Required tasks:
a - In the blog entry about paper rings, why does the writer now value the straw-wrapper rings more than before?
b - Quote the post about paper rings, starting with "February 3, 2024" and going on through "out to eat.".
c - Write what comes next in the post about paper rings, picking up after its final sentence.

Study text:
February 3, 2024

Day #34 of no weed. It was a good crutch for awhile, but now I know that I’ll never go back.

All my most precious jewels are made of paper, not metal.

You see, my hubby has this habit of making me a ring, out of straw wrappers every time we go out to eat.

He’s done this for years, but it wasn’t until recently that I began to really appreciate it.

It started with my nephew- the one who lived with us from about age 16-18. We’d often go out to eat, but I didn’t realize anyone was paying attention.

He’s been seeing his girlfriend for a couple of years now. A couple months ago, I learned that whenever they go out for a bite to eat, you guessed it, he makes her paper jewelry. I didn’t realize he was watching- let alone taking notes. I thought it was incredibly sweet.

About a month ago, we were at a restaurant with my son and his girlfriend, Lu. Right on cue, as our drinks came, hubby got to work. When Lu saw him put the ring on my finger and asked if it fit, and if I liked the style, she let out a big, “Awwwwwww,” and looked at my son admiringly. She’s a sentimental girl with a big heart, and envied that small act of kindness.

Hearing these things makes me appreciate the rings so much more. It reminds me, that it’s not so much our words, but our actions that influence our youngsters.

Lu and my son have been dating for several months, and she’s spent a decent amount of time with our family. She made (an amazing, amazing) salmon dinner last weekend and was later telling us that she was happy that our son helped her out in the kitchen. She remarked that while he had no idea what he was doing, he was cooperative and willing to learn.

We then talked about the importance of mutual respect and being kind to your significant other. I mean, if your partner is making dinner for your family, I would hope that you’d be willing. My hope is that he’d be that way regardless- but my bigger hope is that they, as a couple, learn to have those expectations and to treat each other well.

I’d like to think that we’ve done a decent job of modeling that for our boys. That’s all I want for them. I don’t care who they marry- male, female, brain surgeon, janitor- I don’t care. I just want them to have a happy and harmonious relationship– so when I hear things like my nephew making paper rings, like his uncle, it gives me hope that we’re teaching them through our actions, and that makes me very happy.

But, we’re far from perfect parents- so I try to focus on the good. I was reminded recently that we’ve made plenty of mistakes along the way.

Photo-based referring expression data
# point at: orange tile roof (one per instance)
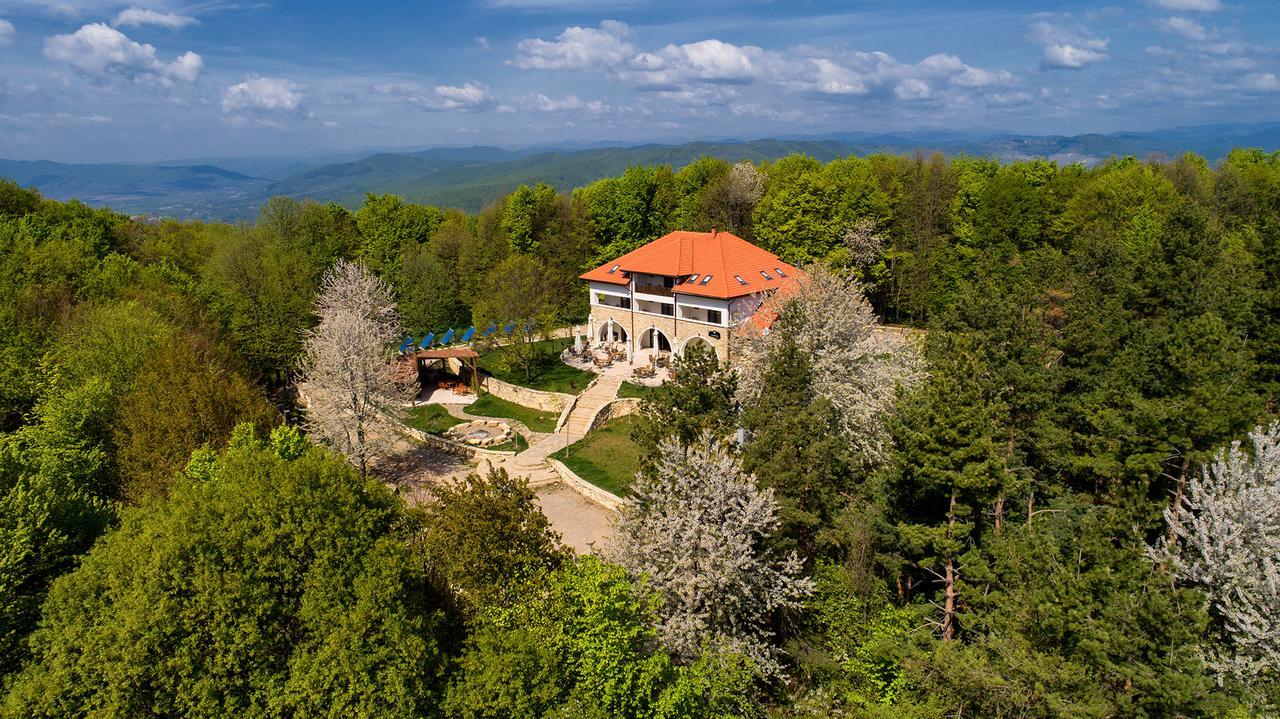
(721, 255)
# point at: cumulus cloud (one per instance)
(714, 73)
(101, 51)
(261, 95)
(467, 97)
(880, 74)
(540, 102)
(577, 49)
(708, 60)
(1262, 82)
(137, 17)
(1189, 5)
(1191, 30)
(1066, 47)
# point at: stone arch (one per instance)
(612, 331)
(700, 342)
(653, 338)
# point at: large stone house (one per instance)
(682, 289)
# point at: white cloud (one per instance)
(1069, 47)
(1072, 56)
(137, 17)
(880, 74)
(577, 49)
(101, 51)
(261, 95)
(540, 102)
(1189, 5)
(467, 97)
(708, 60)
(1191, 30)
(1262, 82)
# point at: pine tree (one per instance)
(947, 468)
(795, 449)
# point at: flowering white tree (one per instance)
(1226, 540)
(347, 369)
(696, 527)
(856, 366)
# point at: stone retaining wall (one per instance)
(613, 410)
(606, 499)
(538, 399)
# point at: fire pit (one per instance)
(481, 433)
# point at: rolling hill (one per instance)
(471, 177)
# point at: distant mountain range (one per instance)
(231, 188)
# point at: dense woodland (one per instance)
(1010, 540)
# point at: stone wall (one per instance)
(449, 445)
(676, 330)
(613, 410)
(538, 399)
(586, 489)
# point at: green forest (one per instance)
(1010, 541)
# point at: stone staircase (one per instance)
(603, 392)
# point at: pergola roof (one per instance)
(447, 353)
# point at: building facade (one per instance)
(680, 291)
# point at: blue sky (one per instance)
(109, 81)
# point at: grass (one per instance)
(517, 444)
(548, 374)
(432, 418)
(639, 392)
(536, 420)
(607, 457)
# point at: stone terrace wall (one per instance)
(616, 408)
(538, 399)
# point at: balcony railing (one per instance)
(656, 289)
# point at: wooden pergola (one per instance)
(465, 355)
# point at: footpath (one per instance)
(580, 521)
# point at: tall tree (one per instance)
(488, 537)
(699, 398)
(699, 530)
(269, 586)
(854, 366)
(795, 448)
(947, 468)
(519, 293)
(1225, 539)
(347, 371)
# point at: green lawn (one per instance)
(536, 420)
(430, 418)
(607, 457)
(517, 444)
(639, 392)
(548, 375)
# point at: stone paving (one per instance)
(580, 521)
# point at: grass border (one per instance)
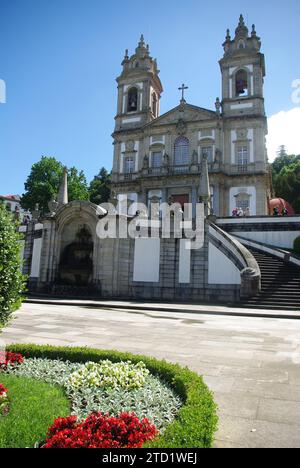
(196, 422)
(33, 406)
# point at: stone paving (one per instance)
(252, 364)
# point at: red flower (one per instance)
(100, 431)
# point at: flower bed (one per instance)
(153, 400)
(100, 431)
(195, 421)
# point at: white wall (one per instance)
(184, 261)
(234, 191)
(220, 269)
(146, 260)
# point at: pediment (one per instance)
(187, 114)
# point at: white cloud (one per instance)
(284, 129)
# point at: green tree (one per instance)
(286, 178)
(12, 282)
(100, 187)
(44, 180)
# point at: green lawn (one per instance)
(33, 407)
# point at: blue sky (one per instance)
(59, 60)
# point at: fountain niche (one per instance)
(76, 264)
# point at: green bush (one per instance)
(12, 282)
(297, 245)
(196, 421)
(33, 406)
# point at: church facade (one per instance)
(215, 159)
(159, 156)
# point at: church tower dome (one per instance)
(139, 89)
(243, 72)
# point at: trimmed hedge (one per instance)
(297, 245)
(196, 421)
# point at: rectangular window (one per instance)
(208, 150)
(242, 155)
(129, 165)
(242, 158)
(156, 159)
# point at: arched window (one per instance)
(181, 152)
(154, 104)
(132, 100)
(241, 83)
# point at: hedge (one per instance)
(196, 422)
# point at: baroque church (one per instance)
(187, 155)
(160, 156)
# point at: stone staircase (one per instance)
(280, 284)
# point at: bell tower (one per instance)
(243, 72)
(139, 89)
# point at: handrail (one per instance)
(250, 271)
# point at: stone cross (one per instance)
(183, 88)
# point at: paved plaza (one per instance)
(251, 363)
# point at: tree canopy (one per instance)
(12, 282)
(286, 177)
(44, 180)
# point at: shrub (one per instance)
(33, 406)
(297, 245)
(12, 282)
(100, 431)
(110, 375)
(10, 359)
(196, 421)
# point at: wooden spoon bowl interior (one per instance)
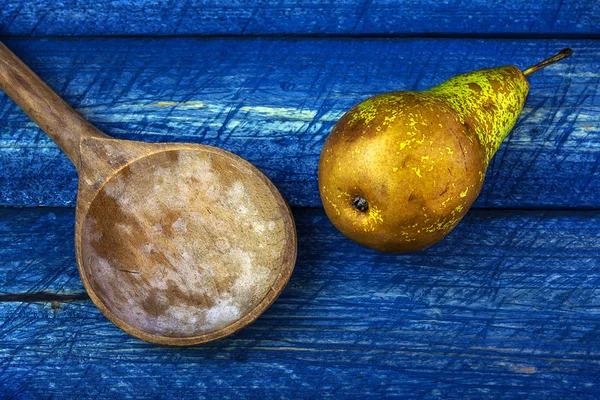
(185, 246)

==

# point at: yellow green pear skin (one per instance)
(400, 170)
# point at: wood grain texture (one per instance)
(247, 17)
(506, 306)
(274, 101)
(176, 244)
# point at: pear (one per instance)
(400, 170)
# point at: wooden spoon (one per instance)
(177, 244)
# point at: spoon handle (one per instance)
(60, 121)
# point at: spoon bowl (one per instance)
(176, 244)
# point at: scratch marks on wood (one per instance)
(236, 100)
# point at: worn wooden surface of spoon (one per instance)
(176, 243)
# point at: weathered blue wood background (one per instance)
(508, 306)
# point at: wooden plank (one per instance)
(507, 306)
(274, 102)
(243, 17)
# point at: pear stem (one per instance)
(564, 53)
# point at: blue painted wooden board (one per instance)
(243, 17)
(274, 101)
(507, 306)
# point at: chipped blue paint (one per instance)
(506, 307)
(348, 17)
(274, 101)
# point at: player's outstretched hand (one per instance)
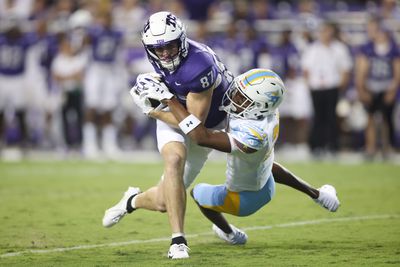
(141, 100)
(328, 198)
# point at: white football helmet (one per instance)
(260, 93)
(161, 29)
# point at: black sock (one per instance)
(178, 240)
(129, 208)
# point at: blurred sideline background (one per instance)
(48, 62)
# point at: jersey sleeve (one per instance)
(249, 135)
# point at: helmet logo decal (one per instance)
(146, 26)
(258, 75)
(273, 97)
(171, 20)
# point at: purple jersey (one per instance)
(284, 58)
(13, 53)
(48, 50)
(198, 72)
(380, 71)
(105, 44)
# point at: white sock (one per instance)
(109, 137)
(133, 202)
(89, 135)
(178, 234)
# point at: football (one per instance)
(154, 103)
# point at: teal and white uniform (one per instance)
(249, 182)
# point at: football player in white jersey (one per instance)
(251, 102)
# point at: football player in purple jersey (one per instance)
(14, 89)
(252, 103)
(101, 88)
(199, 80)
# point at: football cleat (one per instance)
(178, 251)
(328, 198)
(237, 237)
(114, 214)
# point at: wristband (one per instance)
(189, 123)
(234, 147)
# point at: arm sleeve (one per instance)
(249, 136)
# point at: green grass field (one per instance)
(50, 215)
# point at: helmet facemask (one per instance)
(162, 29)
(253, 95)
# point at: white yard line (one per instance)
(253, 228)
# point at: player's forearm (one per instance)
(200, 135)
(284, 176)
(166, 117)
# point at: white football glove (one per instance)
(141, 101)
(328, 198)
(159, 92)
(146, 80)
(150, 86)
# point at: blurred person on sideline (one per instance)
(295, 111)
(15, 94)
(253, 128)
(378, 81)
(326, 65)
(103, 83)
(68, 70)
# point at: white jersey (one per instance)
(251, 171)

* * *

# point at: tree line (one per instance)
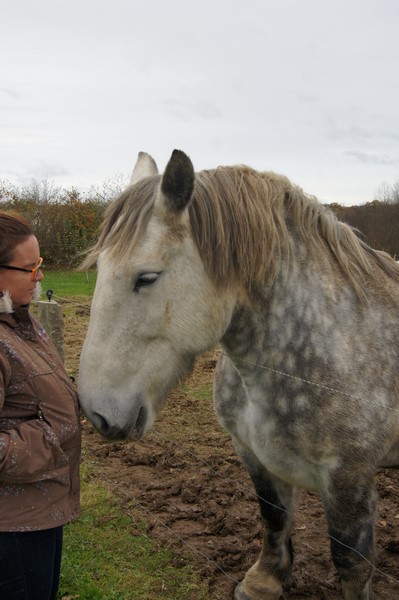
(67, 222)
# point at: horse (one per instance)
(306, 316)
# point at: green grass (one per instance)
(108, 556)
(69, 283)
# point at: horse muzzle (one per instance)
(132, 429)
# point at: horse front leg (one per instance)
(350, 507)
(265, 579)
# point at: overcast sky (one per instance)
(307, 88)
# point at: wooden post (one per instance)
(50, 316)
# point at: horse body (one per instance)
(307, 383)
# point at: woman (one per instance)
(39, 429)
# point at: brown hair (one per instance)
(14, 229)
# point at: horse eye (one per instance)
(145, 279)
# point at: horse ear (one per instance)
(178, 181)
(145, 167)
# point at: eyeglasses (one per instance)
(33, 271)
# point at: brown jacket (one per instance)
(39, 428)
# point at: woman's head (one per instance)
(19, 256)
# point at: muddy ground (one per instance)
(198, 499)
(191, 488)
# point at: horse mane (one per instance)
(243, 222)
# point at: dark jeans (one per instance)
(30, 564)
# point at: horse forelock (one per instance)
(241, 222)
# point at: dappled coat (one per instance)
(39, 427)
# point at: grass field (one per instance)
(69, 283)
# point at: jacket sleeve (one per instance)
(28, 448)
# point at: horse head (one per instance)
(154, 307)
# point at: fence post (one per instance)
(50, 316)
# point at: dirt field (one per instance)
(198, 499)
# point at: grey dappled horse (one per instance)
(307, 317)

Task results:
a - The writer has learned that the nephew makes paper jewelry for his girlfriend, and that Lu admired the gesture. Hearing this reminds the writer that actions, more than words, influence the young people in the family.

b -
February 3, 2024

Day #34 of no weed. It was a good crutch for awhile, but now I know that I’ll never go back.

All my most precious jewels are made of paper, not metal.

You see, my hubby has this habit of making me a ring, out of straw wrappers every time we go out to eat.

c -
The situation started a couple months ago, when my son claimed that the psychologist, Sara- who he’d been talking to since 2020- had a breakthrough with him. The big breakthrough is that he has ADHD, which contributed to learning difficulties, and lack of follow through. He said he can’t finish anything- even the things he enjoyed. She wanted him to see a psychiatrist and get on medication.

I was 100% not supportive. I mean, doesn’t everyone have a problem with follow through? I know I do! Even with things I enjoy. I told him that I thought I had the same thing, and that I tried Ritalin, and it worked the first couple of days, then my brain was back to normal. It didn’t work after that, unless I took more and more. So it was very dumb to me, and now I only take it when I need some energy- and I take three times the dose, and very occasionally- or else it would lose its effectiveness.

But, he kept bringing it up and made an appointment with a psychiatrist a few weeks later. But it would take a few weeks to get in.

The week before his appointment, he sent me and his dad an email while he was at work. It basically said, he’d failed all his college classes and hadn’t even been enrolled when he told us he had been. It was very apologetic and he claimed that he’s trying to fix this everlasting problem of him not being successful with college classes (he goes to the community college- taking prerequisites, so they’re typically pretty easy classes). It was so confusing because he was in the higher classes in high school, his English Language Arts class was advanced.

Then, we took him seriously.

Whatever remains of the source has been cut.